• _YOUR INSTRUCTIONS_: Identify each line in the listing below that contains the string "building" with the same capitalization, and copy those lines out.

• _DATA IN THIS EXERCISE_:
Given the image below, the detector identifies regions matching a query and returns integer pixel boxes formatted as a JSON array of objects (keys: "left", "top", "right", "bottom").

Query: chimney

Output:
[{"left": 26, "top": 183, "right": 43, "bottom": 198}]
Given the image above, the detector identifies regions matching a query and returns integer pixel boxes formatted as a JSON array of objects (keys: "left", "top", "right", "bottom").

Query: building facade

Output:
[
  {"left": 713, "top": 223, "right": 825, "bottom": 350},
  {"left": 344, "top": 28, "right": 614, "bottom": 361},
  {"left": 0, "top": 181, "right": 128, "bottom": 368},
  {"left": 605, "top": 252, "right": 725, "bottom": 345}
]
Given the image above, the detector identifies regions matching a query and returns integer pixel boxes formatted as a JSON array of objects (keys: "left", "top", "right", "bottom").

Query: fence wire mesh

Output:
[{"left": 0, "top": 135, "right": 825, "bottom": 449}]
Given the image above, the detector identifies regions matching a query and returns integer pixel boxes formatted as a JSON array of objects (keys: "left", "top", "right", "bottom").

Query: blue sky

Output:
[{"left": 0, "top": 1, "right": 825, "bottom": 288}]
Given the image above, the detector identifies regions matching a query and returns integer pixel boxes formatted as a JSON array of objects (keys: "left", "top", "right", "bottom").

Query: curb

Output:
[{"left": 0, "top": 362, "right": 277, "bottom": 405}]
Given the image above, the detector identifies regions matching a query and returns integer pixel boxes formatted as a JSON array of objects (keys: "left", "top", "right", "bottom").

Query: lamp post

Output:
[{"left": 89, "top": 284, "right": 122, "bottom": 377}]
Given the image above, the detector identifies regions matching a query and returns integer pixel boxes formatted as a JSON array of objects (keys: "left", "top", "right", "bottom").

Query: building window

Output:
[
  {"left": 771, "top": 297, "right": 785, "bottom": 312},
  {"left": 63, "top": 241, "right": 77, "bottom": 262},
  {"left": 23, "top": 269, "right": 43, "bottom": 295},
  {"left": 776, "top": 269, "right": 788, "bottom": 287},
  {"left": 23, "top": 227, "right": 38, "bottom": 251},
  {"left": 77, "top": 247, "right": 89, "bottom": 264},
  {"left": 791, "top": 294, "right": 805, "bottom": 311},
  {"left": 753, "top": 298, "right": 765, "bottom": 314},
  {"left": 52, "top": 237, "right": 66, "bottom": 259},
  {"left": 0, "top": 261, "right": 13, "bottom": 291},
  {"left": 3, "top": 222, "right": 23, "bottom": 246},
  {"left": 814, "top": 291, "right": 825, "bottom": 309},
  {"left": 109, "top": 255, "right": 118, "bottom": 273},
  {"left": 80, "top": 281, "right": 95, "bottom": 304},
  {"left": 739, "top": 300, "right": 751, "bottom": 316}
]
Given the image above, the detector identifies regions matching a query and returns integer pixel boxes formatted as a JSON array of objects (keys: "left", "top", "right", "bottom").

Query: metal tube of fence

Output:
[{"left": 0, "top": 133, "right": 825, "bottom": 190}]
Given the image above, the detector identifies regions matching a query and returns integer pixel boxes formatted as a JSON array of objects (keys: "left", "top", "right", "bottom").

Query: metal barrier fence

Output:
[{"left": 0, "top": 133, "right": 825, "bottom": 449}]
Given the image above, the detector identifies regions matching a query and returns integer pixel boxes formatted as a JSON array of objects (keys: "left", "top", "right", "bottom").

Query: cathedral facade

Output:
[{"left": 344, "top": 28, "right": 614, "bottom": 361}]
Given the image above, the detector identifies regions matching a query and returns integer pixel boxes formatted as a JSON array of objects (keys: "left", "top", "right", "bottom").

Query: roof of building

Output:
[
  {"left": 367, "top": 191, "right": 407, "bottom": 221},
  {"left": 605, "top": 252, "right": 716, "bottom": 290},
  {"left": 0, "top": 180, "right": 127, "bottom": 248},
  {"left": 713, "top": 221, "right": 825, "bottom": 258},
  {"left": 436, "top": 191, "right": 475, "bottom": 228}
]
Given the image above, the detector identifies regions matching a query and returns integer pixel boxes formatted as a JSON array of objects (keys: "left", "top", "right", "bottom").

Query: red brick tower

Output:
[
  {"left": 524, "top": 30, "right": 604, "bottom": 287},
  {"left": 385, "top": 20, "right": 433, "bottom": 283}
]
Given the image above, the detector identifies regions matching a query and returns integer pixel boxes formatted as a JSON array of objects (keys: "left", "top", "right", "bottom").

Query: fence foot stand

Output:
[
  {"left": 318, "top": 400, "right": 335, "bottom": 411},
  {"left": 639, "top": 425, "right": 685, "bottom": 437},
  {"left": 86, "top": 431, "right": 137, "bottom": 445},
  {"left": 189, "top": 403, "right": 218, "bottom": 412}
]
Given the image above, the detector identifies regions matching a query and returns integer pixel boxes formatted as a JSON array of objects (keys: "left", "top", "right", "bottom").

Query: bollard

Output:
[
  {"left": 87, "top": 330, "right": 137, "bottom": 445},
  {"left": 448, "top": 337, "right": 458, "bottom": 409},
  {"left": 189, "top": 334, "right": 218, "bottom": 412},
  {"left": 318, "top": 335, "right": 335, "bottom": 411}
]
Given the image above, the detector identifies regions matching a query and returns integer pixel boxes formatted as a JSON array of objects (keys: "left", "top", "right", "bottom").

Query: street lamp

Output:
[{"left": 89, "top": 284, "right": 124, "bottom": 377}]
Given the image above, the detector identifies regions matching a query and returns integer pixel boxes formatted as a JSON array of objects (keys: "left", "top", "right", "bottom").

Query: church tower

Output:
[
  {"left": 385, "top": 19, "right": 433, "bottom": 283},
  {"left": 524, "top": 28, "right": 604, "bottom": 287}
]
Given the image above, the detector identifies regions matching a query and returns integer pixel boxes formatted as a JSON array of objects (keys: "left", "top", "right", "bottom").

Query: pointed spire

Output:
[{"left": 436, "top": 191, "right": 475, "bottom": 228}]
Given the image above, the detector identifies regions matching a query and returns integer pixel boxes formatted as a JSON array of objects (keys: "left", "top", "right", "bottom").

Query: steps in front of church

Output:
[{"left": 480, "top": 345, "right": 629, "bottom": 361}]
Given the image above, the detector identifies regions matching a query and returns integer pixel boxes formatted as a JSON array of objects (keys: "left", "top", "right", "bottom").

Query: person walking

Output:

• _FINAL RESULT_:
Query: building facade
Query: building window
Query: roof of building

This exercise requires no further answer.